__Using the information__
1 - In the UK pharmacy article, how much does the proposal aim to increase enrollment in the college?
2 - Write out the stretch of the UK pharmacy article from "As the only" through "6,000-square-foot student lab.".
3 - Name every proposed satellite site in the UK pharmacy article.

__Excerpt__
*** Begin section ***

Saturday, April 21, 2001
UK college of pharmacy would expand
The Associated Press
LEXINGTON University of Kentucky College of Pharmacy officials proposed Friday to expand programs and enrollment to help ease a growing shortage of pharmacists across the country.
The plan establishes a statewide clinical education and training network for third- and fourth-year students, including satellite sites around the state, UK College of Pharmacy Dean Kenneth Roberts said.
The proposal also has a goal of increasing enrollment in the college by as much as 50 percent.
As the only college of pharmacy in the state of Kentucky, we have a responsibility and duty to serve the entire state, Mr. Roberts said during the dedication of a new 6,000-square-foot student lab.
We would intensify our recruitment efforts throughout the state of Kentucky. Hopefully, those young men and women from the different regions of the state would go back to those areas and make a difference in the lives of the people in those communities.
Under the proposal, students enrolled in the pharmacy program which has been ranked in the top five nationally the past several years would be selected in their third year of study to begin training at the satellite sites. Students now spend their fourth year doing a series of clinical rotations in an on- and off-campus internship program.
The satellite sites would be at the Pikeville College School of Osteopathic Medicine in Pikeville; the UK Center for Rural Health in Hazard; St. Claire Medical Center in Morehead; the Trover Foundation Clinic in Hopkinsville; and at the University of Louisville Hospital.

*** End section ***

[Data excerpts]
*** Begin section ***

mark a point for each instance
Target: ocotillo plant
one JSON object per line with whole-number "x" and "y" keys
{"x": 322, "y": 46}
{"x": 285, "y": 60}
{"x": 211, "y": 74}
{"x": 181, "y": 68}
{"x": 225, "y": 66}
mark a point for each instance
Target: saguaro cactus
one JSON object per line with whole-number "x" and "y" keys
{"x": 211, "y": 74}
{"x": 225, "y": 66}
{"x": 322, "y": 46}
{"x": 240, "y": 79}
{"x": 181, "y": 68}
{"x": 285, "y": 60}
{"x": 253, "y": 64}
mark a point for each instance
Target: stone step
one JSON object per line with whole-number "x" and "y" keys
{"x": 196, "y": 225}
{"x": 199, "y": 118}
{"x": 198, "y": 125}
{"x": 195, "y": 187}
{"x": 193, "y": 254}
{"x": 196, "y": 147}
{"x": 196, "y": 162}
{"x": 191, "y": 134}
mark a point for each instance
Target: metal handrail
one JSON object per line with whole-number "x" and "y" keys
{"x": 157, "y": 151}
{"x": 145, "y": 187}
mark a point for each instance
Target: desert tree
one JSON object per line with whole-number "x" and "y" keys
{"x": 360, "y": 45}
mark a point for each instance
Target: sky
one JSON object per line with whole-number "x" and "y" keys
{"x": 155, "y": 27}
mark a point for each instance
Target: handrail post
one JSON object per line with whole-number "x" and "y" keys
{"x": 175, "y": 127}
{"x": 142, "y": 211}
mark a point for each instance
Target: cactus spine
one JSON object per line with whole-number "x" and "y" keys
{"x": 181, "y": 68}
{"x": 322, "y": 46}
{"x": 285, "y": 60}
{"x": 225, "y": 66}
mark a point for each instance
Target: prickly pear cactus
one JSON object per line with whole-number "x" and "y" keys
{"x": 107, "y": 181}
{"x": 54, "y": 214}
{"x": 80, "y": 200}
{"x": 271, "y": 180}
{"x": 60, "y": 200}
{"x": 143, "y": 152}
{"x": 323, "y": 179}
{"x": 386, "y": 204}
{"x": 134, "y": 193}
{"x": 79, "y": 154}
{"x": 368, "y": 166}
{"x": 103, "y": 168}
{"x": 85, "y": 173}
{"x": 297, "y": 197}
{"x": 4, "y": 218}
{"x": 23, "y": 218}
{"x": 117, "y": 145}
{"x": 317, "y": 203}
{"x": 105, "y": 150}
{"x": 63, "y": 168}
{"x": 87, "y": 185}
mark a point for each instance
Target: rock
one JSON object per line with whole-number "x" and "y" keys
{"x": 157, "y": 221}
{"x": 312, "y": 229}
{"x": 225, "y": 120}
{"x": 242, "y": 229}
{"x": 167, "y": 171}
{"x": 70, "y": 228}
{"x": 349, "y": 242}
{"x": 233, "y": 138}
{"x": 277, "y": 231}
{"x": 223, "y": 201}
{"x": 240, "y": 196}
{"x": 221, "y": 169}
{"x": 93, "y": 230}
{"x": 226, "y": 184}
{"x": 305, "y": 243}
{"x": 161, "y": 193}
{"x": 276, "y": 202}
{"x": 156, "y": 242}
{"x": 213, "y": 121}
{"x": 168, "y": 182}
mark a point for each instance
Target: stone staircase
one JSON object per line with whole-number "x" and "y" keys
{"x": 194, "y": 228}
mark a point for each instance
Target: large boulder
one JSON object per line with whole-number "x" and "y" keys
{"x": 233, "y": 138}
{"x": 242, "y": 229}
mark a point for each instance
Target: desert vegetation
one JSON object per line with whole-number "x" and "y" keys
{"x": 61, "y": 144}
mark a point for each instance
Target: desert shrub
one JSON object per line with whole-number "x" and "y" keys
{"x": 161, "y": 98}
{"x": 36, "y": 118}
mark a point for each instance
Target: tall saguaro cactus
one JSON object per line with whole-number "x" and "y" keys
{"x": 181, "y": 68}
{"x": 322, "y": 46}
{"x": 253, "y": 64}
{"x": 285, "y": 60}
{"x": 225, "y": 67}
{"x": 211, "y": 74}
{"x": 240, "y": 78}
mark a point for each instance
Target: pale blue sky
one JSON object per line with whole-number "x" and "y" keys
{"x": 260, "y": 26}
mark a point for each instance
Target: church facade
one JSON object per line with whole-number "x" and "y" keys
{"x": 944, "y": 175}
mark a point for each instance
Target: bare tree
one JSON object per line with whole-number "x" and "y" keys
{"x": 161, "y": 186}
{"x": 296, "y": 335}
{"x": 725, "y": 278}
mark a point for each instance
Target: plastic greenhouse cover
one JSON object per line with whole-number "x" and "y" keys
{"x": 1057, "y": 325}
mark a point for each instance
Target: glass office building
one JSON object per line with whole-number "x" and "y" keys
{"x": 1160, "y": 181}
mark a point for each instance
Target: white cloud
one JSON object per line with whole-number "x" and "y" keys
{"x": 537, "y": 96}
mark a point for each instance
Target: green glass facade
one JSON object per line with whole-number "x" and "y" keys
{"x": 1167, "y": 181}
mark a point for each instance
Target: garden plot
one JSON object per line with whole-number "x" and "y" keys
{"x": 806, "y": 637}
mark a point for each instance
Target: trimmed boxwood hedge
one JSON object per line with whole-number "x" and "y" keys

*** End section ***

__Responses in order__
1 - By as much as 50 percent.

2 -
As the only college of pharmacy in the state of Kentucky, we have a responsibility and duty to serve the entire state, Mr. Roberts said during the dedication of a new 6,000-square-foot student lab.

3 -
- Pikeville College School of Osteopathic Medicine in Pikeville
- UK Center for Rural Health in Hazard
- St. Claire Medical Center in Morehead
- Trover Foundation Clinic in Hopkinsville
- University of Louisville Hospital